TEXT:
※ ※ ※
I grew up telling on myself. If I did something wrong and I felt guilty…I couldn’t keep it a secret for very long. But, if I did something that someone else thought was incorrect and I didn’t agree…well then, too bad for everyone involved. I wasn’t going to budge, much less offer up an apology. Not until I knew in my mind and in my heart that I was wrong. Oh, what it must have been like to raise me… a justice driven only child with red-hot irish blood pulsing through my veins. I’m sure it was no picnic.
I still tell on myself. I can’t help it. I want people to know that I am hopelessly flawed. I want them to see the real me. No fluff, no unrealistic expectations…nothing in the way of myself. So, I don’t mind you knowing that I love reality television. I can spend hours watching real housewives bicker and get plastic surgery all day long. I’m still carrying an extra 30 pounds from my pregnancy with Rowan…and sometimes I cry because I hate how I feel. I often have to fight back comparing myself to others. It seems as though everyone else got all the luck and I’m the underdog. For the last several years I have promised myself and others that I would start college, I even filled out an application. But, I never went. Maybe next semester?
※ ※ ※
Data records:
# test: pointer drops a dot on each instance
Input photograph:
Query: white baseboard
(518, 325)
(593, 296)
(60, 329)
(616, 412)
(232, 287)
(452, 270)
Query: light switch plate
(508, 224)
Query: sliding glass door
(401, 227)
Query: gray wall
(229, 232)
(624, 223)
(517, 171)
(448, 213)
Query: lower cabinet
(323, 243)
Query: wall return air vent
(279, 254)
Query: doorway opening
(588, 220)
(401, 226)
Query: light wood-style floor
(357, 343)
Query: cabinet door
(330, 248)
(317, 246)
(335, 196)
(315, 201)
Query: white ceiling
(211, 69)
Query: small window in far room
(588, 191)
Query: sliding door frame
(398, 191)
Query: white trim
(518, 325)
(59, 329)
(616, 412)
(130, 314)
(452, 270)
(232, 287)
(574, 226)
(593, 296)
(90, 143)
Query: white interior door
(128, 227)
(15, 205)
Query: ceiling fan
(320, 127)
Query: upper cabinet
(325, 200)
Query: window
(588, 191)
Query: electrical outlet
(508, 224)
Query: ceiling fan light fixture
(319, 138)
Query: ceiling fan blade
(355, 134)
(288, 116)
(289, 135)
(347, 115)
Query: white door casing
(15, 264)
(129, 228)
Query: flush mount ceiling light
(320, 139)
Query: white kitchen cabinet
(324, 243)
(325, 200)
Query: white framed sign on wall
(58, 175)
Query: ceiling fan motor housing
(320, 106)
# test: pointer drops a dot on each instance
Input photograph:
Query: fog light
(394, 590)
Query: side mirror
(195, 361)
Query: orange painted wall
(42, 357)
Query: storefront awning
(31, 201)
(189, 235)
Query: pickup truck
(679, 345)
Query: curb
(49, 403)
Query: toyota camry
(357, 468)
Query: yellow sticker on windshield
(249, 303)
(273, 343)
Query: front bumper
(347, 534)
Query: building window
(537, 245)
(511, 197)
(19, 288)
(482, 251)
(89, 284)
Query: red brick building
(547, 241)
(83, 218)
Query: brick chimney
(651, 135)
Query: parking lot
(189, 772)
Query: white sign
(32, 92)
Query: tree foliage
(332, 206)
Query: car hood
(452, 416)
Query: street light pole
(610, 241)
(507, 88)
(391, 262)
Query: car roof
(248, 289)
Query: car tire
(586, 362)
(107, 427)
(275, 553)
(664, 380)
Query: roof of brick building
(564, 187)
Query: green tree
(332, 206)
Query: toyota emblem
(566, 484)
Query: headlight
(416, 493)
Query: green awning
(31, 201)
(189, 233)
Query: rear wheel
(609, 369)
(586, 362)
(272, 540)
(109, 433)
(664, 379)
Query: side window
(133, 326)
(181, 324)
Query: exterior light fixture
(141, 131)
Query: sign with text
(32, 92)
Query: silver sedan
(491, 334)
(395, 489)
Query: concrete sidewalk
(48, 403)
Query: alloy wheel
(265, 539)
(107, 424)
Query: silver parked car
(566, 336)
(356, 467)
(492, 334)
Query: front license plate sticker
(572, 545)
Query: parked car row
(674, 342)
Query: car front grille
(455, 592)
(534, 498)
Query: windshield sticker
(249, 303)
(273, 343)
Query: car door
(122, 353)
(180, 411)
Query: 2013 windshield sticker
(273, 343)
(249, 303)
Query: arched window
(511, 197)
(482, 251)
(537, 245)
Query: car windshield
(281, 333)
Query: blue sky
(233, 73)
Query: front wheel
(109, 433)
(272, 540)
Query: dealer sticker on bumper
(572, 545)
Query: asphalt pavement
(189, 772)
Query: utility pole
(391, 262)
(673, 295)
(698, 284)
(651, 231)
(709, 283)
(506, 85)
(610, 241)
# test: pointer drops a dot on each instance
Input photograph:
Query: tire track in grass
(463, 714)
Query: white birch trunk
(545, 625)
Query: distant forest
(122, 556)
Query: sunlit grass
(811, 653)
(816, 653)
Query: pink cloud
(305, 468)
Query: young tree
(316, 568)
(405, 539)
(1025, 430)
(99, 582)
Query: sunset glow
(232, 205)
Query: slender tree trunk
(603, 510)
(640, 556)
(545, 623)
※ ※ ※
EXERCISE TASKS:
**1)** In the part of the essay that begins "I still tell on myself.", list every sentence that begins with the separate word "I" (not "I’m").
**2)** Reproduce the essay from "I grew up telling" up to and including "was no picnic.", substituting "explanation" for "apology".
**3)** Please summarize the essay in two sentences.

RESPONSES FOR EACH TASK:
**1)**
I still tell on myself.
I can’t help it.
I want people to know that I am hopelessly flawed.
I want them to see the real me.
I can spend hours watching real housewives bicker and get plastic surgery all day long.
I often have to fight back comparing myself to others.

**2)**
I grew up telling on myself. If I did something wrong and I felt guilty…I couldn’t keep it a secret for very long. But, if I did something that someone else thought was incorrect and I didn’t agree…well then, too bad for everyone involved. I wasn’t going to budge, much less offer up an explanation. Not until I knew in my mind and in my heart that I was wrong. Oh, what it must have been like to raise me… a justice driven only child with red-hot irish blood pulsing through my veins. I’m sure it was no picnic.

**3)** The writer grew up confessing wrongdoing out of guilt but refused to budge or apologize when not convinced of being wrong. The writer still tells on themself to show real flaws, admitting to loving reality television, carrying an extra 30 pounds from the pregnancy with Rowan, fighting against comparison with others, and never starting college despite filling out an application.